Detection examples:
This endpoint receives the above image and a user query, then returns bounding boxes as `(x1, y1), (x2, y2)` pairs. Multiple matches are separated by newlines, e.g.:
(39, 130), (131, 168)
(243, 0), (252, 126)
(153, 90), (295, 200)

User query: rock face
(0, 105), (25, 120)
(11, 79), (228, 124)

[Goal of the exercise]
Write out each of the entries above word for word.

[Output for this task]
This endpoint receives the above image and a user query, then returns bounding boxes as `(x1, y1), (x2, y2)` pairs. Multiple matches are separated by newlines, e.g.:
(39, 130), (131, 168)
(243, 0), (252, 126)
(153, 90), (295, 200)

User query: rock face
(0, 105), (25, 120)
(11, 79), (228, 124)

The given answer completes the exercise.